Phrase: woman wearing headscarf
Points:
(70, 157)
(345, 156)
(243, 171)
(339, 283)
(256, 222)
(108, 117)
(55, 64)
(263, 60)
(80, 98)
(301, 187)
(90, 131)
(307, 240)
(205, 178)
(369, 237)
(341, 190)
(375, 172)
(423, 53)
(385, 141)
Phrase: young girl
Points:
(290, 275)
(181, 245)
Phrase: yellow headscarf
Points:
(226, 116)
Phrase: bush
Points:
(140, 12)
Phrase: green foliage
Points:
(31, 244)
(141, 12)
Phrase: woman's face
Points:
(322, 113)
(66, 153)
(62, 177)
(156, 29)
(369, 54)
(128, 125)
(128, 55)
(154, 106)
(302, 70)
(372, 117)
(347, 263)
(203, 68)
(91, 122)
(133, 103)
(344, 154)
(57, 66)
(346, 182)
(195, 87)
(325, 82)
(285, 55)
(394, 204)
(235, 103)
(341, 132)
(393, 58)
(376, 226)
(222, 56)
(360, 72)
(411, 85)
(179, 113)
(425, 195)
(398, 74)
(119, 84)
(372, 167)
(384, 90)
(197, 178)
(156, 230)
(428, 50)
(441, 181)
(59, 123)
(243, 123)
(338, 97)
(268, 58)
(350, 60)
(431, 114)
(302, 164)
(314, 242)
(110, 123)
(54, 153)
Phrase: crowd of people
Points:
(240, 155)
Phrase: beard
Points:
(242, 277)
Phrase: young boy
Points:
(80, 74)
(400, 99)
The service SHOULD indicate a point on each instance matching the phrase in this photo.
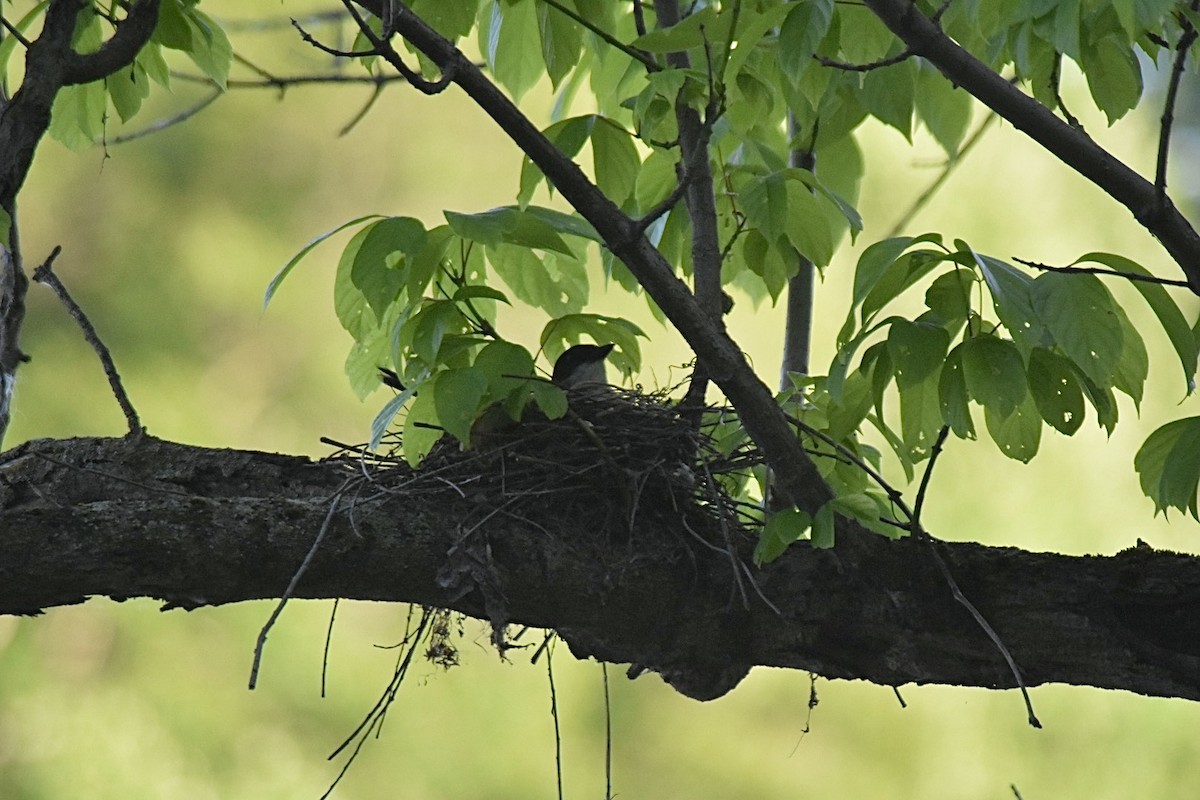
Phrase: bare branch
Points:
(1153, 210)
(45, 275)
(798, 480)
(1173, 88)
(1104, 271)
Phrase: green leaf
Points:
(1169, 465)
(515, 226)
(210, 49)
(459, 396)
(807, 226)
(9, 43)
(1133, 366)
(781, 529)
(479, 293)
(1164, 307)
(505, 42)
(1114, 76)
(568, 136)
(823, 523)
(431, 325)
(550, 398)
(372, 272)
(873, 264)
(994, 373)
(567, 330)
(918, 350)
(1081, 316)
(451, 19)
(900, 275)
(1011, 293)
(616, 160)
(1017, 433)
(509, 371)
(127, 88)
(77, 118)
(421, 427)
(556, 286)
(801, 32)
(561, 42)
(1056, 391)
(695, 29)
(889, 92)
(952, 392)
(383, 420)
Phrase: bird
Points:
(581, 366)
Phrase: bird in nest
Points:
(579, 368)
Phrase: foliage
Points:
(767, 78)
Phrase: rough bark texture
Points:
(196, 527)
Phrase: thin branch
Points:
(118, 52)
(798, 479)
(385, 49)
(1173, 88)
(1153, 211)
(942, 176)
(309, 38)
(12, 30)
(45, 275)
(171, 121)
(1105, 272)
(553, 715)
(919, 531)
(261, 644)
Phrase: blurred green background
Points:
(168, 244)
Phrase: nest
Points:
(617, 464)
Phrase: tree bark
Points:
(196, 527)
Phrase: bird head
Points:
(580, 365)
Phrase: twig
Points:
(919, 531)
(553, 714)
(1104, 271)
(162, 125)
(329, 639)
(933, 188)
(607, 733)
(335, 501)
(12, 30)
(1173, 86)
(383, 48)
(45, 275)
(1153, 211)
(864, 67)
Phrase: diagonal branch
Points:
(197, 527)
(798, 479)
(1155, 211)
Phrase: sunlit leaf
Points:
(1169, 465)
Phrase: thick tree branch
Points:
(1155, 211)
(196, 527)
(798, 480)
(49, 65)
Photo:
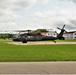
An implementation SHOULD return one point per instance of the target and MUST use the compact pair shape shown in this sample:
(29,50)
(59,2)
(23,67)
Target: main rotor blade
(63,27)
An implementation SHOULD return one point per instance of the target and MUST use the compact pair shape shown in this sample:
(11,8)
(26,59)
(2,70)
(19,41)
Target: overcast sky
(34,14)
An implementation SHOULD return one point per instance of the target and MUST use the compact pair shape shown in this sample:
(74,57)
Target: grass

Work order:
With pictures excluded, the data must be transcribed in full and to the letter.

Exercise solution:
Phrase: woman wearing headscarf
Points:
(70, 157)
(345, 156)
(243, 171)
(339, 283)
(256, 222)
(108, 117)
(55, 64)
(263, 60)
(80, 98)
(301, 187)
(90, 131)
(307, 240)
(205, 178)
(369, 237)
(341, 190)
(375, 172)
(423, 53)
(385, 141)
Phrase: young girl
Points:
(290, 275)
(181, 245)
Phrase: yellow headscarf
Points:
(226, 116)
Phrase: bush
Points:
(140, 12)
Phrase: green foliage
Points:
(31, 244)
(141, 12)
Phrase: woman's face
Points:
(322, 113)
(66, 153)
(62, 177)
(156, 29)
(369, 54)
(128, 125)
(128, 55)
(154, 106)
(302, 70)
(372, 117)
(347, 263)
(203, 68)
(91, 122)
(133, 103)
(344, 154)
(57, 66)
(346, 182)
(195, 87)
(325, 82)
(285, 55)
(394, 204)
(235, 103)
(341, 132)
(393, 58)
(376, 226)
(222, 56)
(360, 72)
(411, 85)
(179, 113)
(425, 195)
(398, 74)
(119, 84)
(372, 167)
(384, 90)
(197, 178)
(156, 230)
(428, 50)
(441, 181)
(59, 123)
(243, 123)
(338, 97)
(268, 58)
(350, 60)
(431, 114)
(302, 164)
(314, 242)
(110, 123)
(54, 153)
Phrase: crowd of people
Points:
(240, 155)
Phrase: beard
Points:
(242, 277)
Phrase: young boy
Points:
(80, 74)
(400, 99)
The service SHOULD indicate a point on each instance matching the phrase in this photo.
Phrase: bare branch
Points:
(1153, 210)
(45, 275)
(798, 480)
(1173, 88)
(1104, 271)
Phrase: green leaf
Points:
(1169, 465)
(515, 226)
(210, 49)
(459, 396)
(807, 226)
(9, 43)
(1133, 366)
(781, 529)
(479, 293)
(1164, 307)
(505, 42)
(1114, 76)
(568, 136)
(823, 523)
(431, 325)
(550, 398)
(372, 272)
(873, 264)
(994, 373)
(567, 330)
(918, 350)
(1081, 316)
(451, 19)
(900, 275)
(1011, 293)
(616, 160)
(1017, 433)
(509, 371)
(127, 88)
(77, 118)
(421, 427)
(556, 286)
(801, 32)
(561, 42)
(1056, 391)
(695, 29)
(889, 92)
(952, 392)
(383, 420)
Phrase: bird
Points:
(581, 366)
Phrase: bird in nest
Points:
(579, 368)
Phrase: foliage
Points:
(767, 78)
Phrase: rough bark texture
Points:
(196, 527)
Phrase: thin branch
Points:
(118, 52)
(798, 479)
(385, 49)
(1173, 88)
(1153, 211)
(942, 176)
(309, 38)
(12, 30)
(45, 275)
(171, 121)
(1105, 272)
(553, 715)
(919, 531)
(261, 644)
Phrase: blurred green background
Points:
(168, 244)
Phrase: nest
Points:
(617, 464)
Phrase: tree bark
Points:
(196, 527)
Phrase: bird head
Points:
(580, 365)
Phrase: twig
Points:
(919, 531)
(553, 714)
(1104, 271)
(162, 125)
(329, 639)
(933, 188)
(607, 733)
(335, 501)
(12, 30)
(1173, 86)
(383, 48)
(45, 275)
(1153, 211)
(864, 67)
Phrase: diagonal branch
Points:
(197, 527)
(798, 479)
(1155, 211)
Phrase: sunlit leaf
Points:
(1169, 465)
Phrase: thick tree branch
Points:
(1155, 211)
(196, 527)
(798, 480)
(49, 65)
Photo:
An implementation SHOULD return one point per instance of the target and MUST use the compact pair shape shown in this sample:
(29,50)
(59,2)
(23,67)
Target: main rotor blade
(63,27)
An implementation SHOULD return one point per instance of the target and MUST use the compact pair shape shown in this sample:
(11,8)
(26,59)
(2,70)
(19,41)
Target: overcast sky
(34,14)
An implementation SHOULD return one point per instance of the target and MUST use the compact pair shape shown in this sample:
(74,57)
Target: grass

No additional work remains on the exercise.